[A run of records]
___
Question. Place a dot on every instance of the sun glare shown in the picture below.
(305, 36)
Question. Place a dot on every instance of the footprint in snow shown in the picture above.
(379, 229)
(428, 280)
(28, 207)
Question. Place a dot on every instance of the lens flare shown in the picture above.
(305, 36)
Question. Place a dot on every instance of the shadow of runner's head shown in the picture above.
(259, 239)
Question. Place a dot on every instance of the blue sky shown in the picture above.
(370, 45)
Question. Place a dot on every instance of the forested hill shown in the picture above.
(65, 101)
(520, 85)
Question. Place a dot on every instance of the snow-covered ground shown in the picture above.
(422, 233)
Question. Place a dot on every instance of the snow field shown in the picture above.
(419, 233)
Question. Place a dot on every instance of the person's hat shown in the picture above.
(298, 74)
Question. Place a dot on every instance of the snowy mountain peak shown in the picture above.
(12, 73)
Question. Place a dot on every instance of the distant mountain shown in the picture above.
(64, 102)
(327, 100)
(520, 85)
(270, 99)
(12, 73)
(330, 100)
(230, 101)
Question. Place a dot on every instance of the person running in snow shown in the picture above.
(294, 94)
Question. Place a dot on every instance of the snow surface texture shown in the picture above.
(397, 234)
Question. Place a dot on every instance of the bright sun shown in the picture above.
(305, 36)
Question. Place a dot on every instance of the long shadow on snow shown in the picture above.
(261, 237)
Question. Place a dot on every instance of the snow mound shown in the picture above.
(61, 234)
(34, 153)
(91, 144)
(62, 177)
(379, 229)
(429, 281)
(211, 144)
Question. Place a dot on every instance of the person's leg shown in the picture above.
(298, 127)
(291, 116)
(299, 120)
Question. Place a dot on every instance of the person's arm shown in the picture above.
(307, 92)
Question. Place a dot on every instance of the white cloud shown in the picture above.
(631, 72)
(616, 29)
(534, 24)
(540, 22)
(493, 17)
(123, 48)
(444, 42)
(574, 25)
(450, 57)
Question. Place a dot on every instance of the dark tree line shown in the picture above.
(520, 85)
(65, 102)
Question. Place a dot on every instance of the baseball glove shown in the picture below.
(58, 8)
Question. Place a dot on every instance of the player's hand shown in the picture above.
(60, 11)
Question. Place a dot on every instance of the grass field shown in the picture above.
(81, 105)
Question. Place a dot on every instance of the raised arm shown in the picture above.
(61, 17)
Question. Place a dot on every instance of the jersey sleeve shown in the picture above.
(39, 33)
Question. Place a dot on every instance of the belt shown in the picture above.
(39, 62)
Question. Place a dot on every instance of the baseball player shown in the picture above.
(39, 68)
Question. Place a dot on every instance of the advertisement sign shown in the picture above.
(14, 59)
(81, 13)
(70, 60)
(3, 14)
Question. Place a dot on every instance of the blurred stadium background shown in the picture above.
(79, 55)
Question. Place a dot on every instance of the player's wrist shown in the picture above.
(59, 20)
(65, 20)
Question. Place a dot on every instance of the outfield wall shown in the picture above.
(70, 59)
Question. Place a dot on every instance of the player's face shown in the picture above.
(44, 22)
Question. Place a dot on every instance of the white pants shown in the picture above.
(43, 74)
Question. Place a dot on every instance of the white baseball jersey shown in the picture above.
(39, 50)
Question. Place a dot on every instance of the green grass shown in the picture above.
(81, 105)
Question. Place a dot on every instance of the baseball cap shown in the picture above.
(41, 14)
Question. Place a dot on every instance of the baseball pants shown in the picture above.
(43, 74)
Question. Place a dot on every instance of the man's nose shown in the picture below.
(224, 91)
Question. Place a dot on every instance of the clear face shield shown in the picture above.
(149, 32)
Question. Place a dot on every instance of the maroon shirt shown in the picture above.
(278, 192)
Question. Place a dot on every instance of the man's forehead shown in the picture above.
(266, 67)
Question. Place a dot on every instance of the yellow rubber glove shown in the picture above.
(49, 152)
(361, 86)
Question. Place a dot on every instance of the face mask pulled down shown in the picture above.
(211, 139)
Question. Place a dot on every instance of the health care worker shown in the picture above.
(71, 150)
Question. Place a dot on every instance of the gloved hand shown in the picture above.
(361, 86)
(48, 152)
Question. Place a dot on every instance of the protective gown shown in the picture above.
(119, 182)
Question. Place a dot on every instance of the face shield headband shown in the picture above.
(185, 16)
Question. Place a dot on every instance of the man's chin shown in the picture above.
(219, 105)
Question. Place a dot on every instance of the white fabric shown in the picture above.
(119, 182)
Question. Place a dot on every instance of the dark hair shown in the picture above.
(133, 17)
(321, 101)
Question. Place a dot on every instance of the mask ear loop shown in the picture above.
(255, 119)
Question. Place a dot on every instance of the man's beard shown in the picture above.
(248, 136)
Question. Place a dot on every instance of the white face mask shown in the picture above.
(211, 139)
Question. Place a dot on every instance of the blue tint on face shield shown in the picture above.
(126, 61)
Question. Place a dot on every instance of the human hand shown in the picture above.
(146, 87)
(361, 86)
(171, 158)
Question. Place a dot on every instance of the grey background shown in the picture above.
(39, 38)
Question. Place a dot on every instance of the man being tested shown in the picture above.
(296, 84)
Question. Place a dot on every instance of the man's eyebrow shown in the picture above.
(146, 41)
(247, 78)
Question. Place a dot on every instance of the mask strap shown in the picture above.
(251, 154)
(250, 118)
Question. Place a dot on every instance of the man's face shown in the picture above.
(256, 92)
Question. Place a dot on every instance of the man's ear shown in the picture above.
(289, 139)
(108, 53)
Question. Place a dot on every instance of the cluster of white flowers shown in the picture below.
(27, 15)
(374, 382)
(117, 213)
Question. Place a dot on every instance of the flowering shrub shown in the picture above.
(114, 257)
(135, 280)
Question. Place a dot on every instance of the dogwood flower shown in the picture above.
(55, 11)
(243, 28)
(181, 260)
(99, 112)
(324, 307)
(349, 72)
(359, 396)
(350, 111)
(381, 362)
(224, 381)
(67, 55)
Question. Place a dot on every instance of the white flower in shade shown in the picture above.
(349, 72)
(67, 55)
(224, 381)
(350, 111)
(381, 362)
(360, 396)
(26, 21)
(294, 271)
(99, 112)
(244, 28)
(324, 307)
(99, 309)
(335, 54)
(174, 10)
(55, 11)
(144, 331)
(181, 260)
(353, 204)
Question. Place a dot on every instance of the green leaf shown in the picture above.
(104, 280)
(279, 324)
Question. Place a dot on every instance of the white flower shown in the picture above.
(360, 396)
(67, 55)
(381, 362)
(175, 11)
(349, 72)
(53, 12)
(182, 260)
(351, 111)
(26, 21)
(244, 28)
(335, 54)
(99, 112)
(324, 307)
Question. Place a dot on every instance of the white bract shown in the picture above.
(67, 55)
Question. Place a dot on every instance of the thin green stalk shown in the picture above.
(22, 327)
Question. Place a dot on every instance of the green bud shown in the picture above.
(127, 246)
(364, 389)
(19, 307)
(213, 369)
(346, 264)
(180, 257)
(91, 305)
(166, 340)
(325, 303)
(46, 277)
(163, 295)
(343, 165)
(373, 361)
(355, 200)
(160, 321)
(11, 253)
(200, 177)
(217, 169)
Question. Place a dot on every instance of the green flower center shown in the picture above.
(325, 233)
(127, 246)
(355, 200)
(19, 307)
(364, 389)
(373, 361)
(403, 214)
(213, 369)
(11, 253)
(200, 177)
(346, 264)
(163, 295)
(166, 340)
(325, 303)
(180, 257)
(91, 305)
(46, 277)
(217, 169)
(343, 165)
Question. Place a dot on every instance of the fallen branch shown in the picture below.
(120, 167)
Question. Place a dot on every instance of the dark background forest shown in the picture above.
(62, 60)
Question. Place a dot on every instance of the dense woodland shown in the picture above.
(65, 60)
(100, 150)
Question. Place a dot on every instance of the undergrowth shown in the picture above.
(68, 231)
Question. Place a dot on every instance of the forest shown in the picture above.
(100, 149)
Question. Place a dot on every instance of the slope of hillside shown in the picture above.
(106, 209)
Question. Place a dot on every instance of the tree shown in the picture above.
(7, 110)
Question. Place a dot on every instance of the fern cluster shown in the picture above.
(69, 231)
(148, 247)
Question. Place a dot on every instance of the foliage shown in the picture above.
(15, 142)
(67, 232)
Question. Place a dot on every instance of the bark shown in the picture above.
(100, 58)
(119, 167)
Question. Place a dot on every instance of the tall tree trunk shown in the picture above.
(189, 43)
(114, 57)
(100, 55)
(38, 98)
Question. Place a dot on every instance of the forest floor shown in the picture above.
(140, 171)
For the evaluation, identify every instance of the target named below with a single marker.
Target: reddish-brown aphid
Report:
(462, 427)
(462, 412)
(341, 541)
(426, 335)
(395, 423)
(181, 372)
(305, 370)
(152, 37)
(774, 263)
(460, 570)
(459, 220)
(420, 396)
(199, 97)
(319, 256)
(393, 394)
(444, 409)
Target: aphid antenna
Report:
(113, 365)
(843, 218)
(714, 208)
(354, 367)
___
Repeat exactly, and only, the lines from the one containing "Question. Place a dot on every instance of the slope" through the end of the material.

**The solution**
Question. Place a dot on every instance of the slope of hillside shown in the picture above.
(106, 209)
Question. Place a dot on every instance of the tree shown in the picture above.
(7, 110)
Question. Place a dot on every instance of the fern cluster shown in the picture above.
(69, 231)
(148, 247)
Question. Place a dot on every instance of the foliage shown in the picture above.
(15, 142)
(67, 232)
Question. Place a dot on every instance of the bark shown in the picture above.
(100, 58)
(119, 167)
Question. Place a dot on every instance of the tall tree trunk shown in the picture above.
(189, 43)
(114, 57)
(100, 55)
(38, 98)
Question. Place a dot on every instance of the forest floor shown in the picture above.
(140, 171)
For the evaluation, identify every instance of the target named below with a single marker.
Target: reddish-brown aphid
Report:
(462, 427)
(462, 412)
(341, 541)
(426, 335)
(395, 423)
(181, 372)
(305, 370)
(152, 37)
(774, 263)
(460, 570)
(459, 220)
(420, 396)
(199, 97)
(319, 256)
(393, 394)
(444, 409)
Target: aphid antenna
Report:
(113, 365)
(843, 218)
(714, 208)
(354, 367)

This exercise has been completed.